Matt: “Are you sure you want to tell people that?! (laughs)”
Scott: “It was insane, I think all the guys in NAPALM, CARCASS and stuff were there (it all happened on August 15th 1992 during that Earache / Columbia package tour – Laurent)… and BRUTAL TRUTH, those guys were there too. So we ended up just like having a good time that night and a year later they were looking for a bass player and I phoned, I went over there and auditioned and I played with them for a couple of years after that, it was a lot of fun.”

What about Aaron and Dave? What have they done after REPULSION broke up?
Scott: “Well for a while I guess just working and stuff…”
Matt, what can you tell us about the DEJECTA story as a demo was released late ’94 ? How long did that band exist? Did you get good feedback for that demo which was reviewed in different mags such as S.O.D. or Terrorizer back then with reviews saying that some of the material sounded a lot like REPULSION?
Matt: “That was me, Sean from the early GENOCIDE line up, a guy named Bill Bradley on the drums, excellent drummer and Lee Williams – Scott mentioned him as the guy who’s place we’ve always converged at in the very very early days and the guy who always had his box to record our rehearsals, we had this Death Metal act, that was like a full time at the university studying and after Scott fell out of doing REPULSION again, I was still into Death Metal, I mean I determined to get together with these guys and since we are these old great friends we just wrote some tunes and they were pretty tight you know, the music I thought was very REPULSION like but it had some more elements of, I’m not gonna say classic Metal but maybe more like SLAYER or METALLICA style elements thrown in with some, we had blast beats and stuff like that, I liked it. We took some chances with it, we weren’t always like pure like the way REPULSION was so musically that was DEJECTA but as far as like getting favorable reviews and stuff, I seemed to remember one magazine saying that was okay but for the most part, it was very… nobody really reacted to it (laughs). We sold it on the Relapse catalog for a little while and they probably sold out of there ten, twenty tapes, or whatever we had gave them and in fact when I started the band, I told the guys that when I had finished college in two or three years, then I would move to Los Angeles cos I always to live there and working in the motion picture industry which is what I’m doing now so they knew that and once I had finished, within a month or so I’d moved here and that was the end of DEJECTA. I recently remixed the demo and I would like to get it out there, some material that I don’t think a lot of people have heard for DEJECTA but if you’re interested by all means I’ll send it to you, I guess that’s about it on DEJECTA.”

Scott, what was it like to play in CATHEDRAL which is a Doom Metal band after having spent numerous years in one of the fastest bands on earth?

####

** Task description **
Pick up the interview with the former REPULSION members at the point where it stops, and carry it on from there.

** Supplied material **
####

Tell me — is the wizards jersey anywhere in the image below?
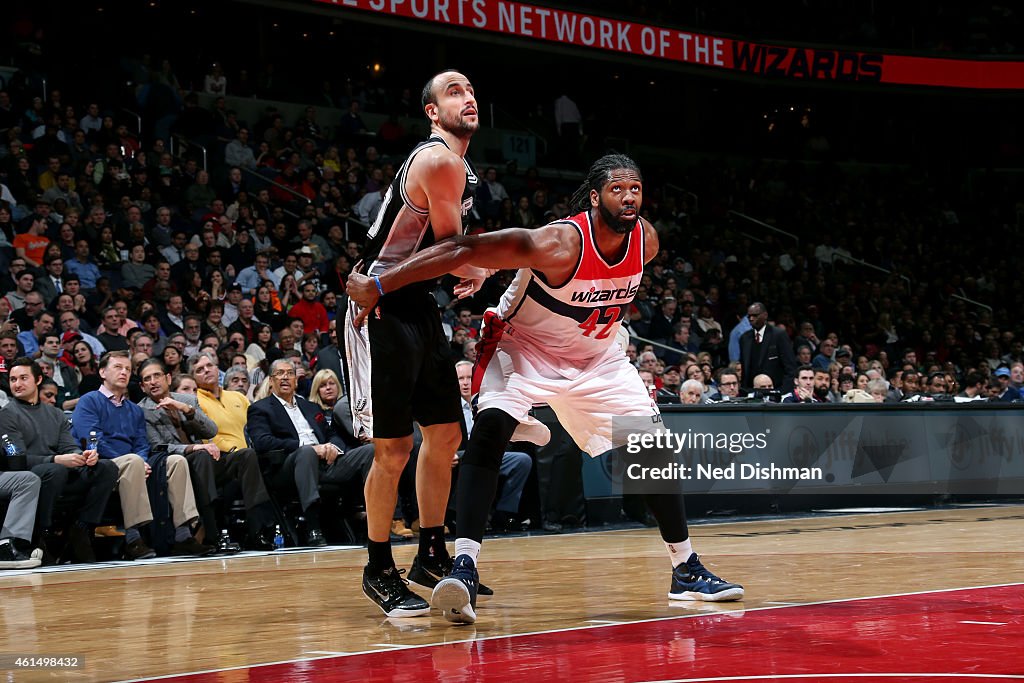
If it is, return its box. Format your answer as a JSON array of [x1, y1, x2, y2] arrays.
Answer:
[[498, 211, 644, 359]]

####

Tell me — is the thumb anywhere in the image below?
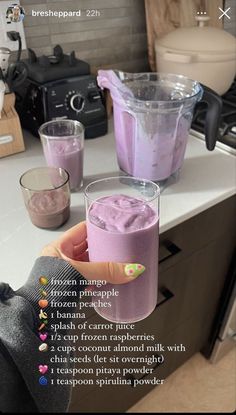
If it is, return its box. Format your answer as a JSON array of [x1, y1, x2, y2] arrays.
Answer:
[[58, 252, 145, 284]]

####

** In response **
Scott: “Like I said earlier, REPULSION honestly only together for less than a year, the actual initial band was together for less than a year so it’s kind of interesting how long the legacy has lived on for a band that started in September one year, broke up in June or July of the next year but playing with CATHEDRAL was great, I got a lot of touring experience out of it, I loved all the guys in the band and I loved their music, I had a blast if it weren’t for financial difficulties that arose in keeping me in the band since I was from the States and they were all based in England. I would have stayed with the band for a long time but it just wasn’t meant to be.”

Did you join the band at the same time Barry Stern (ex – ZOETROPE / TROUBLE) did for a short time?
Scott: “No. In fact Barry only did a couple shows with us, I was living in Chicago and so was Barry and at one point, we were having drummer problems in CATHEDRAL for a while and we had some commitments to fulfill and we needed a drummer so we called up Barry since we knew he was a great Rock’n’Roll drummer and he came in to play.”

CATHEDRAL had just issued an EP "Stattik Magic", did you have something to do with it or was it entirely recorded and completed when you joined ’em?
Scott: “I didn’t play on it but I was around, I just had joined the band, I was hanging around in the studio with them when they did it but I hadn’t decided yet whether or not if I wanted to fully join so I didn’t want to play on it and have them regret it, somebody played on it that wasn’t really into it.”

Then the band was joined by Victor Griffin / Joe Hasselvander from PENTAGRAM / DEATHROW to fill up the line up as you were getting ready to open for BLACK SABBATH on their European tour, but problems arose while the band had already played a couple of dates with Victor, do you remember that tour and what happened really?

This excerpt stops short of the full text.